[Things to do]
a) In the essay about Saint Jude and St. Jude's hospital, who started the hospital and research center?
b) Pick up the essay about Saint Jude and St. Jude's hospital right after its final sentence and keep it going.

I’ve learned a lot since those first few months. She is 16 years old now and will be finished with the treatment protocol the first of the year. It was an agonizing three years of pain and sickness complicated by the fact she was allergic to almost all of it and now is left with bone joints that are crumbling from a reaction to steroids. If not for St. Jude’s Children’s Research Hospital in Memphis all hope would have been lost. I knew Danny Thomas started the hospital and research center but was curious about the Saint he named it after so I did some research.
It is named after Saint Jude known as the patron of lost causes and desperate cases, and the patron saint of hospitals. Jude was one of Jesus’ twelve original apostles. His lineage is documented as a direct relative of Jesus, a cousin. There are certainly many sources of shared personal history, for instance any reference in the New Testament to “the apostles” would presumably include him. Thus we can conclude he was in the boat, on the hillside, in Jerusalem, at the Last Supper, etc. He also preached and taught in Turkey, Syria, Libya, Samaria, Judea and Palestine. Saint Jude is also the patron saint of hope. Maybe this is the most important thing he represents as many times it is the only thread left to grab onto. There is something endearing about its endurance when times are bleak. In Emily Dickinson’s “Hope is the Thing with Feathers,” the poet writes about hope as a bird that continues to sing despite not knowing the words, despite being stuck in a storm, despite the worst of conditions.

[Saved data entries]
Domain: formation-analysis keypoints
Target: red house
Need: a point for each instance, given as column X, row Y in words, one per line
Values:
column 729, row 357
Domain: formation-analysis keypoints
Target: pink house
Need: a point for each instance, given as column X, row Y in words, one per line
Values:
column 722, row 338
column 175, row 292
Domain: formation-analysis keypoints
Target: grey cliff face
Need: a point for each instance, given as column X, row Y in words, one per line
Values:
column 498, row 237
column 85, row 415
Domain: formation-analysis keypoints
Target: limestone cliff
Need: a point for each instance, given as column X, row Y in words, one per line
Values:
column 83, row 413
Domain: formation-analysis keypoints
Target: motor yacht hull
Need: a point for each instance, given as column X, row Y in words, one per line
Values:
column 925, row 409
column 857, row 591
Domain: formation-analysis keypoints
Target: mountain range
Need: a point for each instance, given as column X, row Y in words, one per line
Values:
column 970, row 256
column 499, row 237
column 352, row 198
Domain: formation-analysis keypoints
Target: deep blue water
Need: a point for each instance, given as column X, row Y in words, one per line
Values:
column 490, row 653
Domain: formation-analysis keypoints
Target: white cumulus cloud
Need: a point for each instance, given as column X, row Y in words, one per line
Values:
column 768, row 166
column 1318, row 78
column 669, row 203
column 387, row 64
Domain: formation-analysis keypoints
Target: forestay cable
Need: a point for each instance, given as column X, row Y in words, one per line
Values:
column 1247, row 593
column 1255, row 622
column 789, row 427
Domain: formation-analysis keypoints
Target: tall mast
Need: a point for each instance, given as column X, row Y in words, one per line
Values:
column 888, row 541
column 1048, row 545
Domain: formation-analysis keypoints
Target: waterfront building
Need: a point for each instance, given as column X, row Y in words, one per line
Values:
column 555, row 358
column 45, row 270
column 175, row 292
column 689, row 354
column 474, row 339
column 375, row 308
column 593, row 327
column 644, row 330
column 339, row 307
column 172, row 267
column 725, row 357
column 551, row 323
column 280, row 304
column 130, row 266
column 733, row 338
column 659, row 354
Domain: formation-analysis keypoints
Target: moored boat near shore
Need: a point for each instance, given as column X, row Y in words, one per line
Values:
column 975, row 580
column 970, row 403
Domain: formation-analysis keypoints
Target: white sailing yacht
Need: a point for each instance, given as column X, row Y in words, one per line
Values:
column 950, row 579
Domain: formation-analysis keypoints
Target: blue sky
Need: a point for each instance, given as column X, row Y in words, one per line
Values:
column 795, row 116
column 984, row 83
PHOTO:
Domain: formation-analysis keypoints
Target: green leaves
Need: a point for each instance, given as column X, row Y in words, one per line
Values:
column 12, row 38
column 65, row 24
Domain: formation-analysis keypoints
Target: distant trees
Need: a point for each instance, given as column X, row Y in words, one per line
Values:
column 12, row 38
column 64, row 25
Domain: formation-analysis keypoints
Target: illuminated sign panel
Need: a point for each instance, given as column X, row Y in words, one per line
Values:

[Response list]
a) Danny Thomas.

b)
Hope is the belief that circumstances in the future will be better. It’s not a wish that things will get better, but an actual belief, even when there may be no evidence that anything will change. We held onto that thread with our belief of hope so tight that most times we were exhausted but we never gave up. And now she is in remission. Her joint surgeries almost half done and she has just re-entered high school after two years of treatment. Her charm, beauty and intelligence still in place only now honed with a strength and maturity only a life tragedy can teach you. Hope is not denial, it is faith in the darkest times. Danny Thomas selected the perfect Saint to represent what his heart was trying to give to children and families in dire circumstances with a crisis too devastating to comprehend.